Johnson told Playboy his own drug use, which he said ended in his twenties,
was limited to trying cocaine and smoking "lots of pot." That is consistent
with what Johnson has said before.

One new detail in the Playboy interview about Johnson's youthful marijuana
use is that he says the drug helped him sleep. "This is the first time I've
ever admitted it, but I quit being an insomniac when I started smoking
pot," Johnson told Playboy. "That was one of the side effects for me."

Johnson, as he has previously, told Playboy he quit doing drugs because he
realized they were "a handicap."

Our fitness fanatic governor points out in Playboy -- as he has many
times elsewhere -- that he doesn't "do caffeine, sugar, alcohol,
tobacco or drugs."

"I wouldn't be sitting here if I did any of those things," said Johnson. "I
just couldn't do what I do; I couldn't have accomplished what I've
accomplished."

Playboy described Johnson as "the nation's most fit politician."

Rep. Ron Godbey, R-Albuquerque, a critic of Johnson's drug stance, greeted
the news of Johnson's Playboy interview with a groan.

"I hate for him to continue championing drugs like this," Godbey said in an
interview. "I also hate to see him take his message to a trashy magazine
like Playboy. As governor, he has a responsibility to uphold the dignity of
his office, and it degrades the office of governor for him to be in a
trashy magazine like this."

Godbey said he disagrees with Johnson's contention that adults need to talk
honestly with young people about drugs, which would include discussing
their pleasures and their hazards.

"I used to smoke three packs of cigarettes a day, and I don't go around
talking about how good a cigarette tasted after a meal," Godbey said.
"Instead, I talk about how bad cigarettes are for your lungs and everything
else."

Godbey said he wishes Johnson would "give up this drug thing and get on
with the business of running the state."

"We're on the wrong end of too many lists and we have too many serious
problems that need to be addressed, including problems within the Taxation
and Revenue Department; Children, Youth and Families; and Medicaid," Godbey
said. "He needs to focus on those."

Diane Kinderwater, Johnson's press secretary, said Johnson had some qualms
about being featured in Playboy.

"He is not a Playboy reader, and he did hesitate about being in that
magazine," Kinderwater said.
○ ○ ○ ○ ○
In the article on Johnson's Playboy interview, what side effect does Johnson say smoking pot had for him?

[Saved entries]
○ ○ ○ ○ ○
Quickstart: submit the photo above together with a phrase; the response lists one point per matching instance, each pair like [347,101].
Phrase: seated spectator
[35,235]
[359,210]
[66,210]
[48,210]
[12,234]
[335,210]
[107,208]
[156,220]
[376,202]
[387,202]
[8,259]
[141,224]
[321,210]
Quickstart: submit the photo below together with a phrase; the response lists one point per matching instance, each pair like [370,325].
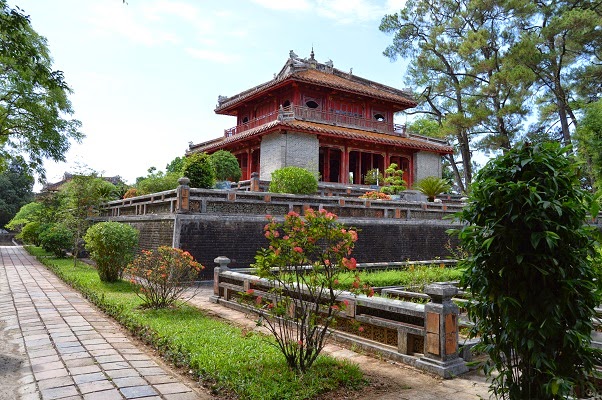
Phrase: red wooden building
[315,116]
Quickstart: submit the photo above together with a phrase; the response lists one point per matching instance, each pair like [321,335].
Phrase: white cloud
[283,5]
[212,55]
[120,20]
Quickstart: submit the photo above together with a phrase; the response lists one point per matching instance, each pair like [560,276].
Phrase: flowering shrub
[303,304]
[375,196]
[131,192]
[162,275]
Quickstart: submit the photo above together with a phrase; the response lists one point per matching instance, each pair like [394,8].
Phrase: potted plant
[373,177]
[394,182]
[226,168]
[432,186]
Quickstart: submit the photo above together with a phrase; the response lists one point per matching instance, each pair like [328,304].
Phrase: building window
[312,104]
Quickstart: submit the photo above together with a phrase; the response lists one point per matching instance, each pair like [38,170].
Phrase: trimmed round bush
[56,238]
[293,180]
[226,166]
[199,170]
[111,246]
[30,233]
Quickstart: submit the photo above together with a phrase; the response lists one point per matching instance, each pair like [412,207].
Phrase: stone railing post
[223,266]
[183,196]
[255,182]
[441,340]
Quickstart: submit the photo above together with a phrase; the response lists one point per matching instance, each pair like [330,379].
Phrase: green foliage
[533,285]
[589,142]
[414,276]
[111,246]
[176,165]
[233,361]
[81,197]
[163,275]
[33,97]
[157,182]
[293,180]
[56,238]
[226,166]
[27,213]
[303,302]
[30,233]
[431,186]
[198,168]
[394,180]
[15,190]
[373,177]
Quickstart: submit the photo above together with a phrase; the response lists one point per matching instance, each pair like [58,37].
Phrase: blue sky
[146,75]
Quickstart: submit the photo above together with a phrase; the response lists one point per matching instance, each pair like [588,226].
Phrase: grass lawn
[229,359]
[418,275]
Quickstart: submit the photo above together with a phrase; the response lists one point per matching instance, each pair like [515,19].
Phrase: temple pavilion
[315,116]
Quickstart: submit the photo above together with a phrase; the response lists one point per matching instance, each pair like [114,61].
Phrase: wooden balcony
[335,118]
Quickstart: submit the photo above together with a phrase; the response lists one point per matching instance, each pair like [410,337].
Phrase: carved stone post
[255,182]
[441,340]
[183,196]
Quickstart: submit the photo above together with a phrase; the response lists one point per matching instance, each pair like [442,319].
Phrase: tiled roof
[328,130]
[310,71]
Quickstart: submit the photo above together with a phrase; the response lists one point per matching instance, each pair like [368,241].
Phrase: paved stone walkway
[56,345]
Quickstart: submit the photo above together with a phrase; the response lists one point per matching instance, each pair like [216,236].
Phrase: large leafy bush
[111,246]
[198,168]
[226,166]
[530,273]
[162,275]
[56,238]
[293,180]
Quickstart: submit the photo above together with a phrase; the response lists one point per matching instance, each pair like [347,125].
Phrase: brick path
[56,345]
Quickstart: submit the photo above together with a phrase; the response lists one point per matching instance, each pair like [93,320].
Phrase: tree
[33,97]
[176,165]
[226,166]
[589,142]
[560,43]
[199,170]
[15,191]
[533,287]
[30,212]
[82,196]
[302,302]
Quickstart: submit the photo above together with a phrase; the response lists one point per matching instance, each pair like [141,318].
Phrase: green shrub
[30,233]
[111,246]
[530,273]
[226,166]
[199,170]
[162,275]
[432,186]
[293,180]
[394,180]
[374,177]
[56,238]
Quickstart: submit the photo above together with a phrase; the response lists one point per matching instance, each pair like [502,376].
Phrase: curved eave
[323,130]
[228,107]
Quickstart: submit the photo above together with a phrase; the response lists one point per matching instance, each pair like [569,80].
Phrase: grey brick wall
[291,149]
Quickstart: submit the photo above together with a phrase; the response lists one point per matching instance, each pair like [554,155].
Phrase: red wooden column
[344,166]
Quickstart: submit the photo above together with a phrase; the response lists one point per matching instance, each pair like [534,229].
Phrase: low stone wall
[423,335]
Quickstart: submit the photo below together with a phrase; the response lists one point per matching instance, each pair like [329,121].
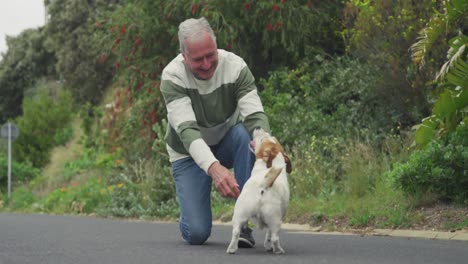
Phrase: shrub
[21,198]
[323,98]
[20,172]
[439,169]
[44,124]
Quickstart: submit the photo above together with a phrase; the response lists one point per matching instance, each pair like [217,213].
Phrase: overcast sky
[18,15]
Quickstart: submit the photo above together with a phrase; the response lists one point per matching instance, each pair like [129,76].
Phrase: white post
[9,160]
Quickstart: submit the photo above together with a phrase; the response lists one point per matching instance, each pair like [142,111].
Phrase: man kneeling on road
[213,107]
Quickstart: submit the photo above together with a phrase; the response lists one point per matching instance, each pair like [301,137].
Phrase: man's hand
[224,181]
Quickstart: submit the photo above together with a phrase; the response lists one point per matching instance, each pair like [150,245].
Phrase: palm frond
[456,68]
[427,37]
[441,22]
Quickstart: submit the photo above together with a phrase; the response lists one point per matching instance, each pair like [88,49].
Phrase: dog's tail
[271,176]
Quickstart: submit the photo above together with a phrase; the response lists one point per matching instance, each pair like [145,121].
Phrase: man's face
[201,56]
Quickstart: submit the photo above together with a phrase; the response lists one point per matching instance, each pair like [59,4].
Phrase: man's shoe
[246,239]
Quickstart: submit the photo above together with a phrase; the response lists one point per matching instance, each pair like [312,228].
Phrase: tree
[25,62]
[70,32]
[451,107]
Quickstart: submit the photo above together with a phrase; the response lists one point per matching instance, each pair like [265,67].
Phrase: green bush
[21,198]
[20,172]
[440,169]
[85,198]
[323,98]
[44,124]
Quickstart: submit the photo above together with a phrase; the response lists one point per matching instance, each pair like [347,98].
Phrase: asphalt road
[30,238]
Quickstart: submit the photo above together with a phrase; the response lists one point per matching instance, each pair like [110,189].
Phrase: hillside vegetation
[369,98]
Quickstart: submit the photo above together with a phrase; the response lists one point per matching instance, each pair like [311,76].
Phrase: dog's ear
[267,157]
[271,176]
[288,163]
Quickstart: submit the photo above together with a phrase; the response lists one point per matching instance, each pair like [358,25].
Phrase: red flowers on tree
[278,24]
[194,8]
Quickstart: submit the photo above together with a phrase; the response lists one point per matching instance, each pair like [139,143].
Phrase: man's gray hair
[192,29]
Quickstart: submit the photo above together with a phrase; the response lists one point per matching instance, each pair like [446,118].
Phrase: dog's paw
[231,250]
[278,251]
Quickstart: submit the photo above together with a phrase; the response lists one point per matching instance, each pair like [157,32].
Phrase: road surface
[34,238]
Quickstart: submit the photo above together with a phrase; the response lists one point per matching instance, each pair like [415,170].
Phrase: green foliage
[43,125]
[142,189]
[140,38]
[325,97]
[21,199]
[20,172]
[450,109]
[380,33]
[22,66]
[439,169]
[84,198]
[70,32]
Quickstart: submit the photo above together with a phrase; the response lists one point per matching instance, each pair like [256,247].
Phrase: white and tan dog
[265,196]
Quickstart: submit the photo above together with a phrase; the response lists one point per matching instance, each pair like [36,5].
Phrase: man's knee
[196,235]
[240,133]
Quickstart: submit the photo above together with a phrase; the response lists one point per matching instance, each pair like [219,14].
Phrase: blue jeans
[193,185]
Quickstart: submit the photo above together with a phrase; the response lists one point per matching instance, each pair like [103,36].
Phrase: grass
[336,185]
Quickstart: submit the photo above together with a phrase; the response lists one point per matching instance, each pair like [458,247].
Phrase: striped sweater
[200,112]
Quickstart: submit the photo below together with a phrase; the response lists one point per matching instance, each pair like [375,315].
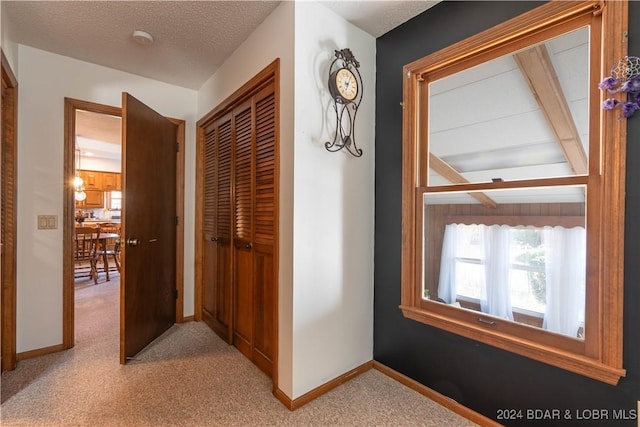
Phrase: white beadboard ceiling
[511,140]
[191,38]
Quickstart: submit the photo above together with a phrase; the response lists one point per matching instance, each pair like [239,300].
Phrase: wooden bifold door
[239,211]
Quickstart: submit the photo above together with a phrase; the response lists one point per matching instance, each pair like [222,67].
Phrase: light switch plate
[47,222]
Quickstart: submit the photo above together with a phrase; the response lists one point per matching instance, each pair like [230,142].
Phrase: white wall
[9,48]
[273,39]
[333,207]
[45,79]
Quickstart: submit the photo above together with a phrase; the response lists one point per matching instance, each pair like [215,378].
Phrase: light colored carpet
[188,377]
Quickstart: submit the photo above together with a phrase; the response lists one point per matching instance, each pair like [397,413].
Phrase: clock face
[347,84]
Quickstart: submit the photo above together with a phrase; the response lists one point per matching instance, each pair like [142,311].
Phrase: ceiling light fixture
[142,37]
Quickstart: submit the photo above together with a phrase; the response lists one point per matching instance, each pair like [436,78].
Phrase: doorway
[72,107]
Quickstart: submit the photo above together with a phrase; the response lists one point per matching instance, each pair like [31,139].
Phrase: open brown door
[148,283]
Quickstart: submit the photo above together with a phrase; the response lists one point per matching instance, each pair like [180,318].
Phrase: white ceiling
[191,38]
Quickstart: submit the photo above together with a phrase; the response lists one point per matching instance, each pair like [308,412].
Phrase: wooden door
[264,229]
[254,238]
[243,228]
[148,282]
[217,225]
[247,174]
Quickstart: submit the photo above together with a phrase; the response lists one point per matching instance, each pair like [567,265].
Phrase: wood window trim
[600,355]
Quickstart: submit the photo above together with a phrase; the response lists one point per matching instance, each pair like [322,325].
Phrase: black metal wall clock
[345,87]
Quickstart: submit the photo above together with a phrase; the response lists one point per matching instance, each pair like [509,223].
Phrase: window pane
[520,116]
[523,260]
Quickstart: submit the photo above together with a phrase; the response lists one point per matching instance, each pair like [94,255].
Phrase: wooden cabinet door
[109,181]
[92,180]
[217,207]
[94,200]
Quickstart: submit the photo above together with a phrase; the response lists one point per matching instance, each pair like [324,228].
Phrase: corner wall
[333,207]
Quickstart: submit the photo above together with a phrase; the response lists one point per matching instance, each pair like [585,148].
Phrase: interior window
[513,206]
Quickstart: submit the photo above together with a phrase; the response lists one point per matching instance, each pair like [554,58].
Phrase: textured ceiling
[191,38]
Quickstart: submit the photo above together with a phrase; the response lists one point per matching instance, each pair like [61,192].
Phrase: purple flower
[632,85]
[608,83]
[628,108]
[610,104]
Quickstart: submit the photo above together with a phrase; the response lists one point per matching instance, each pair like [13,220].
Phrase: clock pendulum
[345,87]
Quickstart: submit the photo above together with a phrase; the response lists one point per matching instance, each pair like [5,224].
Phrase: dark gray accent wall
[481,377]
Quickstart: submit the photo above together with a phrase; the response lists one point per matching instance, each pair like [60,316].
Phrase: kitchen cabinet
○ ○ ○ ○ ○
> **SOLUTION FOR THIS PROBLEM**:
It helped him sleep: he quit being an insomniac when he started smoking pot.